**Required work**
Carry on the opinion piece about Hugh Grant and the British press below, picking up after its final sentence.

**Source**

···

So, Hugh Grant’s at it again! His supporters’ club must be dwindling by the minute. But none of it would matter too much were it not for the fact that he insists on lecturing us on matters which have a distinct whiff of humbug about it.
Nothing irritates the British public so much as hypocrisy. While Grant’s latest antics seem only a short step from the broom cupboard episode of poor Boris Becker, at least Becker showed genuine humility at how he had let himself and his fans down. But the self-obsessed, narcissistic Hugh Grant shows none. What’s more, Becker has demonstrated over the year a touching regard for his child, shock as it was and totally unplanned for, and knowing as he did what opprobrium that incident brought down on his otherwise lustrous head. He has nonetheless shown himself to be a marvellous father and totally, in my eyes, redeemed himself for that moment of madness.

Forgive my scepticism in Grant’s case (notwithstanding a few fine words from him), but looking at his track record I shall be very surprised if fine words translate into reality ten years down the line. Yet I hope, for his child’s sake, that I am proved wrong.

Grant has had a lot to say recently about press intrusion, and it does worry me tremendously that this inquiry into the Press Complaints Commission has so many people on it that seem ill disposed towards the press (including people who, for want of a better term, have been caught out at one time or another: Keith Vaz is one who immediately springs to mind). The political establishment will find it difficult to forgive the humiliations of being exposed as venal and self serving in the expenses scandal. It is a running sore which some politicos believe cries out for vengeance. I hope the majority are public spirited and big enough to acknowledge that the press were doing no more than their job – indeed their duty – in bringing it to the attention of the public.

But let me be quite clear about one thing. We are talking about the most vibrant and fearless national press in the whole world; an institution of which we should all be proud. And while in pursuit of stories, some of its people have been over zealous and crossed the line in to criminality, we have perfectly good laws which could have dealt with these matters, if only the Met had been doing its job.

It cannot be repeated too often that it was the press which blew the whistle on itself over phone hacking. I never subscribed to the venerable (in age) News of the World, but how I grieve for its demise. It’s a bit like that old saying ‘the death of any man diminishes us all’. Well, the death of the NoW has diminished us. It was offered up as a sacrificial lamb in the hope that it would silence the baying hounds, when in truth it should have been James Murdoch and his band of miscreants who were offered up. The paper had by then been cleaned up (Rebekah Brooks excepted), but as usual it was the ‘poor bloody infantry’ that was laid on the altar.

While watching BBC2 recently, who popped up lamenting the invasion of people’s privacy? Yes, you’ve guessed it: our old friend Hugh. It was truly nauseating listening to him. Equally vociferous in the cause of muzzling the press has been Max Moseley (caught out by the News of the World). For all its sometimes sanctimoniousness, and often own hypocrisy as well sleaziness, the News of the World could still boast a proud record of expose. How many, many were the stories down the years – which the public had every right to know about – did it break in its 168 years of publishing? Sad, sad that it has gone. Even the sleaziness – or most of it – can be forgiven. Experience has shown that an element of tittilation is required to spice up sales. I would argue that it is a small price to pay to help in the battle for survival. Sad, sad that it has gone.

···

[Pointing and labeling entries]
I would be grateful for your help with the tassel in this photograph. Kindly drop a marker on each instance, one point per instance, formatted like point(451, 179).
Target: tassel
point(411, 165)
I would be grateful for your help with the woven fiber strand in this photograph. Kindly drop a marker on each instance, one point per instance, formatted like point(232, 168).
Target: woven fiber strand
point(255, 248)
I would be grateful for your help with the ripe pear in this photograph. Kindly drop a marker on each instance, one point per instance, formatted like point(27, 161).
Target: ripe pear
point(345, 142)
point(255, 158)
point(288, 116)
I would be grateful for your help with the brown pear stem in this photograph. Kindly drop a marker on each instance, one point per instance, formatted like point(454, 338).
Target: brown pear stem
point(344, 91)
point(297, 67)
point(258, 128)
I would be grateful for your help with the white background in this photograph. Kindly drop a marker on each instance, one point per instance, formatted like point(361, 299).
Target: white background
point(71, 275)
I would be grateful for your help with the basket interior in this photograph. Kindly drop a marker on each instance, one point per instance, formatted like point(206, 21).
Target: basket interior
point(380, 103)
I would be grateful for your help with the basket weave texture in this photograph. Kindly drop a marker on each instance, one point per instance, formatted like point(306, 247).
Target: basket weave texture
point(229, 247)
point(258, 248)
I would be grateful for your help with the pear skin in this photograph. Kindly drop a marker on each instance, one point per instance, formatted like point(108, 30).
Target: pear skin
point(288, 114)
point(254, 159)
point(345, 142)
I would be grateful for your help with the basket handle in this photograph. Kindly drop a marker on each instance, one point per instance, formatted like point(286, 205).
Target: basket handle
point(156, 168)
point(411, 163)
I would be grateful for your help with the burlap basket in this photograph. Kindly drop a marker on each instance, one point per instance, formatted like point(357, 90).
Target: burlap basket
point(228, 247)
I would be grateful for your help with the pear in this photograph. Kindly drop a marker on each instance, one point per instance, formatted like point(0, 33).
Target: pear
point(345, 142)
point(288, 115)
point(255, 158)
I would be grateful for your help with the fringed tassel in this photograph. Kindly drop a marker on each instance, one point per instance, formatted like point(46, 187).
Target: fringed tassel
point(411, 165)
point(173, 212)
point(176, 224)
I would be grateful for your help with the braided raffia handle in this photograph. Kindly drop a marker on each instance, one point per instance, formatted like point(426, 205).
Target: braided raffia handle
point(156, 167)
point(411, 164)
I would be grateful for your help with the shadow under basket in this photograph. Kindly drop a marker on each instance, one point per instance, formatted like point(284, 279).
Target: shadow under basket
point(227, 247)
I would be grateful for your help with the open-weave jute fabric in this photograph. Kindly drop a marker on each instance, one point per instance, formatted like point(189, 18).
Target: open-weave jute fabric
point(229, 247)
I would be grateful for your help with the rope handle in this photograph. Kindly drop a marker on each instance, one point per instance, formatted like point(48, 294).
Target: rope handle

···

**Result of the task**
It is uniquely difficult in today’s high speed, digital world to maintain a financially viable press, and many regional papers are having tremendous difficulty competing for readers’ attention. Many are closing. They will never return. We risk, at our peril, taking away their necessary freedoms (which in any case are subject to strict laws of defamation).

When I was in the States recently, I had an object lesson in how very good our press is by comparison. Theirs was boring, parochial and expensive. The BBC’s founder, Lord Reith, spelled out what he saw was the Corporation’s duty to the public: it was “to inform, educate and entertain.” Our press does that in bucket fulls. Let’s keep it that way.

News of the World closure

The shock decision to shut down the biggest circulation newspaper in the English speaking world, the 168-year-old News of the World, once with a circulation pushing 9m, seems to me like the ruthless act of a ruthless duo (father and son) intent on securing BSkyB at all costs; a sacrificial offering perhaps to quieten the baying mob.

While we must never forget the titanic struggle that the younger Murdoch waged against the tyrannical print unions and what the British newspaper industry owes to him, we must equally never allow one individual to become over-mighty in the media. The organs that inform public opinion have the capability to pervert the democratic process if too much power is concentrated in too few hands. As astute a businessman as ever there was, Rupert Murdoch has always had the air of a buccaneering freebooter who would stop at nothing to achieve his ends.

Big as he is in this country, profits are ten times bigger in the United States. Power almost unfettered on both sides of the Atlantic. Now, surely, is the time to call a halt. This may be our last chance. The politicians of Britain have been running scared of him for years. We know that Blair and his crypto mafioso would stoop to any lengths to appease him and now it is apparent that the hoped for new broom in the form of the Coalition government is treading the same path. Doesn’t that tell you all you need to know?

It is disconcerting, to say the least, that the woman whom Murdoch seems intent on saving was editor of The News of the World when the worst of the phone hacking took place. Furthermore, she has bought a house barely a mile from the home of the Camerons and is now a regular visitor, even accompanying Samantha on horsey excursions into the countryside. How she can stay at her post while the ‘poor bloody infantry’, almost all of whom joined after the hacking ended, are put out to pasture beggars belief. Then there is the added poor judgement displayed in taking a discredited News International editor right into the heart of the government machine at Downing Street as communications director against a plethora of warnings from distinguished sources. Our Dave chose to take him at his word that he had done nothing wrong and didn’t bother to do the vetting that is deemed necessary for all who are privy to goverment secrets.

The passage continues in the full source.